Add 121 to every bounding box coordinate in the answers, and write out all the lines in the stretch from the start of the rows through the line containing "0 0 800 272", keeping every line and not only the boxes.

Data lines.
= = =

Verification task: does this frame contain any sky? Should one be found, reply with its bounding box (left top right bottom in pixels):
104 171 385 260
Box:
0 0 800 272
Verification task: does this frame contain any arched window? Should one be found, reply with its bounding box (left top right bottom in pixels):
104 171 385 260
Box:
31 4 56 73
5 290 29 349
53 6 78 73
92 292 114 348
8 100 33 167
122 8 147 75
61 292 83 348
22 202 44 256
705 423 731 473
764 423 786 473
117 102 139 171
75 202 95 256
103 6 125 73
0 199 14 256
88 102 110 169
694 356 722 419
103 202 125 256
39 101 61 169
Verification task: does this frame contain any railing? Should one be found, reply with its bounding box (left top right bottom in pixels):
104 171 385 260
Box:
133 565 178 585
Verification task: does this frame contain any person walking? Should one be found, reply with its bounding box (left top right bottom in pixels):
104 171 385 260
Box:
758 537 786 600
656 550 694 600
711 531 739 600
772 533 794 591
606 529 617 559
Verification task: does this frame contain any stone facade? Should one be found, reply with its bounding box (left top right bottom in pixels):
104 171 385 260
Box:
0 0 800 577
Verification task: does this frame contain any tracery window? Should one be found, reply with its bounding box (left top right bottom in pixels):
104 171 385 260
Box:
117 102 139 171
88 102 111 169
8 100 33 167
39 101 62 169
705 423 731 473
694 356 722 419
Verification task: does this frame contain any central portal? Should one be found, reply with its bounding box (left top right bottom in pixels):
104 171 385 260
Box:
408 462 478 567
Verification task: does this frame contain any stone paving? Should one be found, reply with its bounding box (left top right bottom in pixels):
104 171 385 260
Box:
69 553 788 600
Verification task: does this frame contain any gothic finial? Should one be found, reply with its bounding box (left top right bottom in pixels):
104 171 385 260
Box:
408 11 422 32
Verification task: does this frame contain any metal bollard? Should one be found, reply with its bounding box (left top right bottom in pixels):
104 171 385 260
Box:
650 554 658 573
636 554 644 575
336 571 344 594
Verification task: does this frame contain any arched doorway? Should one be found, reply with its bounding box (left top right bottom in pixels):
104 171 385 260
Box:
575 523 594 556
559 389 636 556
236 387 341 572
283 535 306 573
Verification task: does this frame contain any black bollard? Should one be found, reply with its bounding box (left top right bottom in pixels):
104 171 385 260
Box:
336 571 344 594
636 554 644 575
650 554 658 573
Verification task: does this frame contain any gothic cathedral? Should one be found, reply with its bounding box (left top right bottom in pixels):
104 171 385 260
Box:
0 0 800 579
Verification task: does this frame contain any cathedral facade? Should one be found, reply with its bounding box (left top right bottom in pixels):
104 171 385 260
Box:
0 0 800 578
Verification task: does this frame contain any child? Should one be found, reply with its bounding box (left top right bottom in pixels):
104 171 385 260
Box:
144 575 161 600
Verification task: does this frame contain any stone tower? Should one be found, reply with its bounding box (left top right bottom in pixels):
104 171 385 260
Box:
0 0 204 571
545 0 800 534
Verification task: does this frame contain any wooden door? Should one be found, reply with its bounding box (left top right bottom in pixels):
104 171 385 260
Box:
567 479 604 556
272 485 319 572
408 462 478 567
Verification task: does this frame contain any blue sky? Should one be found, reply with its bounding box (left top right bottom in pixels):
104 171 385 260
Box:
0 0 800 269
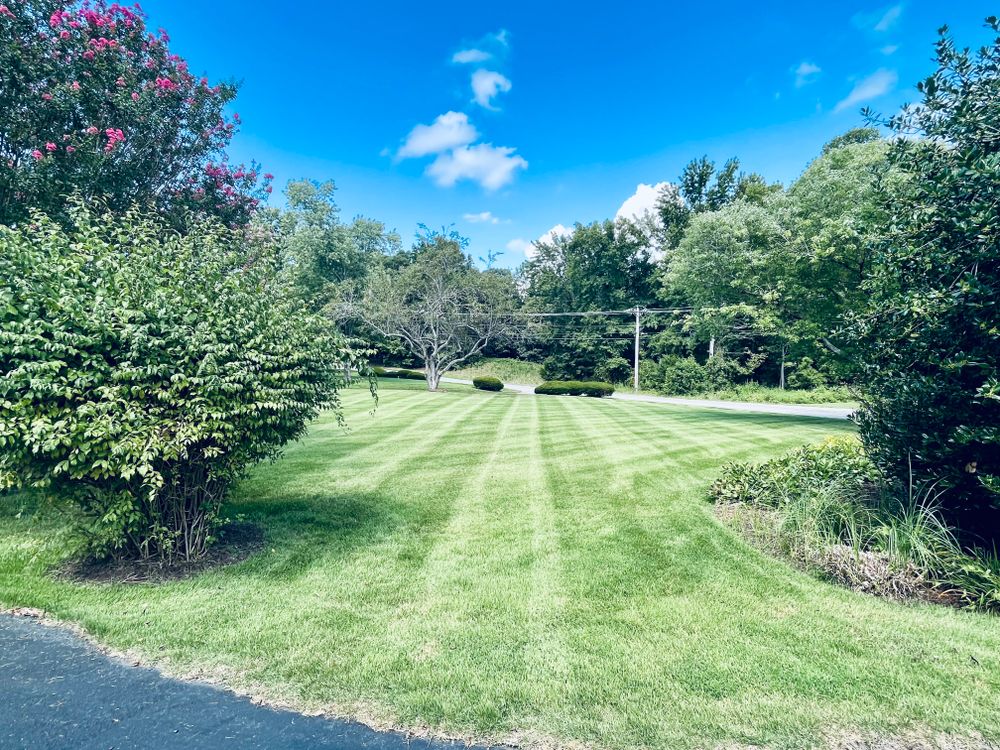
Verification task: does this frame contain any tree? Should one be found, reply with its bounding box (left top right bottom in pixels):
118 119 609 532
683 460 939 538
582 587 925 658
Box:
663 201 796 378
852 18 1000 539
656 156 780 251
0 0 270 225
0 208 358 560
272 180 399 310
348 232 516 391
521 221 655 378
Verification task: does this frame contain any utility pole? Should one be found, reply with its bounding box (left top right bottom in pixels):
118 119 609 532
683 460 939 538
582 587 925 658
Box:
632 305 642 391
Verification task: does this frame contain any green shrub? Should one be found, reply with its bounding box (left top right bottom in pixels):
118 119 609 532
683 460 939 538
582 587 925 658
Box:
472 375 503 391
0 209 363 559
710 437 880 507
659 356 711 396
594 357 633 383
788 357 827 390
710 437 1000 609
535 380 615 398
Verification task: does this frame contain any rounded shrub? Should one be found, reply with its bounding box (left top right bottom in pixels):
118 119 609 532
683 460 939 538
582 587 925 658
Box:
472 375 503 391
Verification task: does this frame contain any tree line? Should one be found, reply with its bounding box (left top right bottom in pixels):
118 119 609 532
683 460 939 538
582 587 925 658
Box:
0 0 1000 558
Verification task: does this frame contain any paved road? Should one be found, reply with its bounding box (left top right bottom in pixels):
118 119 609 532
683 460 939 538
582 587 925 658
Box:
0 614 480 750
441 378 854 419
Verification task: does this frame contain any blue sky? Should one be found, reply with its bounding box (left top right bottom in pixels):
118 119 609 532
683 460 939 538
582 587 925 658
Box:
143 0 996 265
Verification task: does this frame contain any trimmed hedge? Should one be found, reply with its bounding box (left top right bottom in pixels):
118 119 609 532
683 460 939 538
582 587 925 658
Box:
535 380 615 398
472 375 503 391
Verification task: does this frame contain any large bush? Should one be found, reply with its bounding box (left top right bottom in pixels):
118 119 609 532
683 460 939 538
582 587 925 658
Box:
0 210 360 559
853 18 1000 540
659 356 711 396
0 0 270 224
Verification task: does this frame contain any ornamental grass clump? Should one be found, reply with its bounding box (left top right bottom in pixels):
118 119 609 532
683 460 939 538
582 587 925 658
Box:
0 208 362 561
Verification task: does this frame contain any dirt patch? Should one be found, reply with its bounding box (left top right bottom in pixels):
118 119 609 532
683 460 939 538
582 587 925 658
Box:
56 522 264 584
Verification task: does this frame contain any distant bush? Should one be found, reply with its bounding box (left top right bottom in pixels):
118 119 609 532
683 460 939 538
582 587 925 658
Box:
594 357 633 383
535 380 615 398
472 375 503 391
788 357 828 390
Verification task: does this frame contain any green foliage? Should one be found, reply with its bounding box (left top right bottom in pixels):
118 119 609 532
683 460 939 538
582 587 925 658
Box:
0 0 271 225
657 356 710 396
710 437 1000 609
594 357 633 383
472 375 503 391
788 357 828 390
851 19 1000 540
0 209 361 559
535 380 615 398
356 230 517 390
521 221 656 379
709 437 880 506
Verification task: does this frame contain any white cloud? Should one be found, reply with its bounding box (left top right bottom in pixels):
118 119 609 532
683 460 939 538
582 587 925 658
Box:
451 47 493 65
851 3 905 32
472 68 511 110
396 112 479 159
793 60 823 89
833 68 899 112
462 211 500 224
615 182 670 221
427 143 528 190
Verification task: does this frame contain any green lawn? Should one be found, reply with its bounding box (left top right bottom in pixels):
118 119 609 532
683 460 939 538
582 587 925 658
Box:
447 357 545 385
0 383 1000 750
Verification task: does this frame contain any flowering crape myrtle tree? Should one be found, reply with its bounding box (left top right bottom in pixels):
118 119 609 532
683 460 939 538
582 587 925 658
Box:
0 0 270 225
0 207 361 561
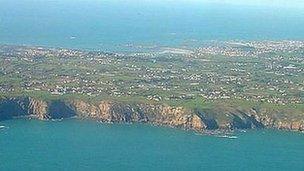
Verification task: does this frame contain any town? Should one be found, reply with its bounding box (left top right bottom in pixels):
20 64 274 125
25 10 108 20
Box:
0 41 304 105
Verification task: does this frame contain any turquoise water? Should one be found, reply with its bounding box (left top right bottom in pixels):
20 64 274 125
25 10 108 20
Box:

= = =

Finished exercise.
Verification task: does this frame contain any sky? Should one be found, reply with its bounding box (left top right bottom in pixels):
104 171 385 260
Box:
121 121 921 393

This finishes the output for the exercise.